╭─ MATERIAL PROVIDED

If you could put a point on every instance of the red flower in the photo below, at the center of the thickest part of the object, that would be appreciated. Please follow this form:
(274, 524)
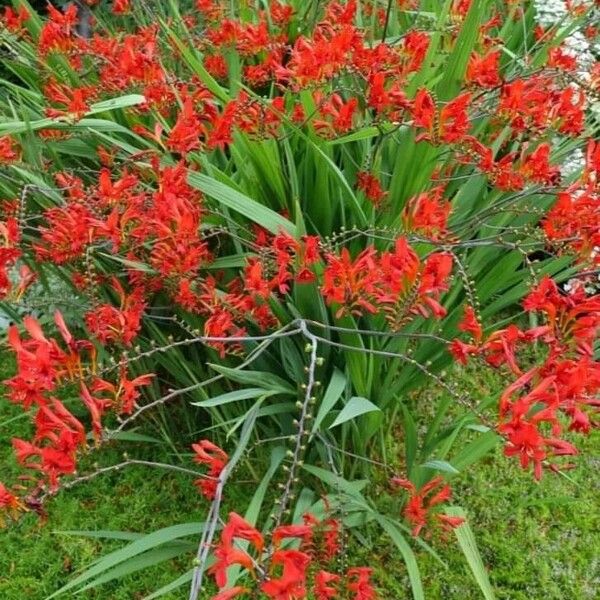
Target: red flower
(359, 583)
(225, 553)
(8, 150)
(371, 187)
(117, 325)
(484, 70)
(420, 507)
(323, 589)
(121, 7)
(231, 593)
(215, 459)
(292, 583)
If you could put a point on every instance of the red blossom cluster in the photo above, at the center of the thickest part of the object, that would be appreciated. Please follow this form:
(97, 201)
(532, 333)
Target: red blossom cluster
(293, 566)
(397, 283)
(422, 506)
(563, 387)
(573, 223)
(43, 365)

╰─

** WRITTEN TASK **
Shift every answer point by adding 108 to both of its coordinates, and write out all of the entries above again with their requests included. Leave out the pictures, and keep the numbers inside the requests unchanged.

** TASK RESPONSE **
If you could put a point on every instance of the red flower in the photo below, at the center of the thickest part of the object, that would be appreciated. Please follow this form:
(274, 524)
Target: red flower
(467, 691)
(333, 661)
(116, 258)
(479, 295)
(225, 433)
(592, 178)
(528, 615)
(431, 697)
(229, 115)
(339, 701)
(323, 567)
(400, 691)
If you could put a point on every instance of the red blossom cluster in the photo above, at the center of the thickest part of the object, that would be appreciated. Please follow this form:
(97, 201)
(532, 333)
Target: red blossom cluster
(401, 674)
(505, 391)
(530, 614)
(671, 495)
(681, 331)
(151, 473)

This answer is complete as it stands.